Load Datasets¶
You can upload individual datasets through the CKAN front-end, but for importing datasets on masse, you have two choices:
- Import Data with the CKAN API. You can use the CKAN API to script import. To simplify matters, we offer provide standard loading scripts for Google Spreadsheets, CSV and Excel.
- Import Data with the Harvester Extension. The CKAN harvester extension provides web and command-line interfaces for larger import tasks.
If you need advice on data import, contact the ckan-dev mailing list.
Note
If loading your data requires scraping a web page regularly, you may find it best to write a scraper on ScraperWiki and combine this with either of the methods above.
Import Data with the CKAN API¶
You can use the CKAN API to upload datasets directly into your CKAN instance.
The Simplest Approach - CKAN API¶
The simplest way to automate dataset loading is with a Python script using CKAN’s API. Here’s an example script to create a new dataset:
#!/usr/bin/env python
import urllib2
import urllib
import json
import pprint
# Put the details of the dataset we're going to create into a dict.
dataset_dict = {
'name': 'my_dataset_name',
'notes': 'A long description of my dataset',
}
# Use the json module to dump the dictionary to a string for posting.
data_string = urllib.quote(json.dumps(dataset_dict))
# We'll use the package_create function to create a new dataset.
request = urllib2.Request(
'http://www.my_ckan_site.com/api/action/package_create')
# Creating a dataset requires an authorization header.
# Replace *** with your API key, from your user account on the CKAN site
# that you're creating the dataset on.
request.add_header('Authorization', '***')
# Make the HTTP request.
response = urllib2.urlopen(request, data_string)
assert response.code == 200
# Use the json module to load CKAN's response into a dictionary.
response_dict = json.loads(response.read())
assert response_dict['success'] is True
# package_create returns the created package as its result.
created_package = response_dict['result']
pprint.pprint(created_package)
Loader Scripts¶
‘Loader scripts’ provide a simple way to take any format metadata and bulk upload it to a remote CKAN instance.
Essentially each set of loader scripts converts the dataset metadata to the standard ‘dataset’ format, and then loads it into CKAN.
To get a flavour of what loader scripts look like, take a look at the ONS scripts.
####################
From the dataset-loading page above, extract word for word the passage that begins at "# We'll use" and runs up to and including "an authorization header.".
####################
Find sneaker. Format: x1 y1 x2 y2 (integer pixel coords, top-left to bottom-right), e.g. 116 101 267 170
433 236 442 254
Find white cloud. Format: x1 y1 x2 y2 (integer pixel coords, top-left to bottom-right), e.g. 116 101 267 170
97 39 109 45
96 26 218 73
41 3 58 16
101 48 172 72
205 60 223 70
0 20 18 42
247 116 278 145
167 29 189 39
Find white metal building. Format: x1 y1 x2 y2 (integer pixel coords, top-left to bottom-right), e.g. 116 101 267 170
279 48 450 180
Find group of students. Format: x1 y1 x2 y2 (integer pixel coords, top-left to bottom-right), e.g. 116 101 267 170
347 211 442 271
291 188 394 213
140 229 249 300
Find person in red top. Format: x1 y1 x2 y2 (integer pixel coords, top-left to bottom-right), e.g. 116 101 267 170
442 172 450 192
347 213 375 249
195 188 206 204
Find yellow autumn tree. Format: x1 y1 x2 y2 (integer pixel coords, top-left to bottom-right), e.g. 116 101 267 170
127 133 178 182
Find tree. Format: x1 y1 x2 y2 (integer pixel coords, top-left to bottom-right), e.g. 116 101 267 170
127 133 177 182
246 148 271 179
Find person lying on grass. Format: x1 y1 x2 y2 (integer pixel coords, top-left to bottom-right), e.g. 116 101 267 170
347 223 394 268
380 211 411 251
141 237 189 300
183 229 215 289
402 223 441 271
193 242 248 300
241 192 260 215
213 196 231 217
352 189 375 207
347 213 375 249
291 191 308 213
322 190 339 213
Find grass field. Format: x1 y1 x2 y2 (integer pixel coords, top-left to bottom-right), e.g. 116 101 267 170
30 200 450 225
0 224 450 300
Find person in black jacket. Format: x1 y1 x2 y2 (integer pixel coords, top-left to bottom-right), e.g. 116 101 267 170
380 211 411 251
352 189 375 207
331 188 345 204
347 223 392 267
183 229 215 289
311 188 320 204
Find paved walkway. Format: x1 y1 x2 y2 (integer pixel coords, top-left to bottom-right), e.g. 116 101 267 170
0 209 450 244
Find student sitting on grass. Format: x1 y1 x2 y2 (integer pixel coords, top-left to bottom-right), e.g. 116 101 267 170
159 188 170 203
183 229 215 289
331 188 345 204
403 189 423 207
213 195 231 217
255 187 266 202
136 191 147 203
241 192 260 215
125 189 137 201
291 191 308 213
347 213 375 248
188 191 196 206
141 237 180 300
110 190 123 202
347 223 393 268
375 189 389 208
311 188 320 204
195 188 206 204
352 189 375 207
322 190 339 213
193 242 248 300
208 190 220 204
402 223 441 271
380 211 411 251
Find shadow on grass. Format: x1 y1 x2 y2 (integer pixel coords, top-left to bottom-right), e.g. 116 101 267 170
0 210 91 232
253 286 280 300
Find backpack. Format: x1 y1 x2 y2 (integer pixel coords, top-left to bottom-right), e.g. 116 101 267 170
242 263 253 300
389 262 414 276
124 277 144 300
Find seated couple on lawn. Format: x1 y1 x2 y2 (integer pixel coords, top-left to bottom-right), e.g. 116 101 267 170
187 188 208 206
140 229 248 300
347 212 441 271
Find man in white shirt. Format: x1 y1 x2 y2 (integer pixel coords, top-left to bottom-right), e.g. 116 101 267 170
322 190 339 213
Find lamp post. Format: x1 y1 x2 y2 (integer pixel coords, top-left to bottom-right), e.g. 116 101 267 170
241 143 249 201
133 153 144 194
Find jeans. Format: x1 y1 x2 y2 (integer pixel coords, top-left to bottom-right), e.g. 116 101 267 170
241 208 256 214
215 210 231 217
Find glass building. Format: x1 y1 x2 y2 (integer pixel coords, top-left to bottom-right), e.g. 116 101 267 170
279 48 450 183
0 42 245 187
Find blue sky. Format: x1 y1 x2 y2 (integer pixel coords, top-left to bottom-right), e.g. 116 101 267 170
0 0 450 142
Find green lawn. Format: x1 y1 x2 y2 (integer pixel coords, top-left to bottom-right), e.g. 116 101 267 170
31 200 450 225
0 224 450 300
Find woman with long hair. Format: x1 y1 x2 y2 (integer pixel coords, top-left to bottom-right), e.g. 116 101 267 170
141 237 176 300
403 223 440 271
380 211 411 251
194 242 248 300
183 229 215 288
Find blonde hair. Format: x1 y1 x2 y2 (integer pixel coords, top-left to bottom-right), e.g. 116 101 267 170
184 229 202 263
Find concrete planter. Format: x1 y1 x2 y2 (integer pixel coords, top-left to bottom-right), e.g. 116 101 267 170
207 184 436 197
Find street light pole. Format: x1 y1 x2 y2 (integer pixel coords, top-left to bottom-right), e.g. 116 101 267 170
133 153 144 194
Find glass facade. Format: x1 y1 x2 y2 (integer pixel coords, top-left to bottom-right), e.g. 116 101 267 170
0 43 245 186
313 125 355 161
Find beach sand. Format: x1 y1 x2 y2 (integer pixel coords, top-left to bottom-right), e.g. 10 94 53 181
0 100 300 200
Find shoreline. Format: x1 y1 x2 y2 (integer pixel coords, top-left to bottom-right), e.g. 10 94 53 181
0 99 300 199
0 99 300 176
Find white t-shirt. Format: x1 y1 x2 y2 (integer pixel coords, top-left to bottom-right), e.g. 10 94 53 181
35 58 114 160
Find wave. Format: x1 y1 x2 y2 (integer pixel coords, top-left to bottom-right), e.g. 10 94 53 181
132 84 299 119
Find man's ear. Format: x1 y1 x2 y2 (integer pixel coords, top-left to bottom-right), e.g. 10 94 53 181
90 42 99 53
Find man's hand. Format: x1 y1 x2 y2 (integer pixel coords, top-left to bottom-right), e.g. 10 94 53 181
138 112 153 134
####################
Completed task:
# We'll use the package_create function to create a new dataset.
request = urllib2.Request(
'http://www.my_ckan_site.com/api/action/package_create')
# Creating a dataset requires an authorization header.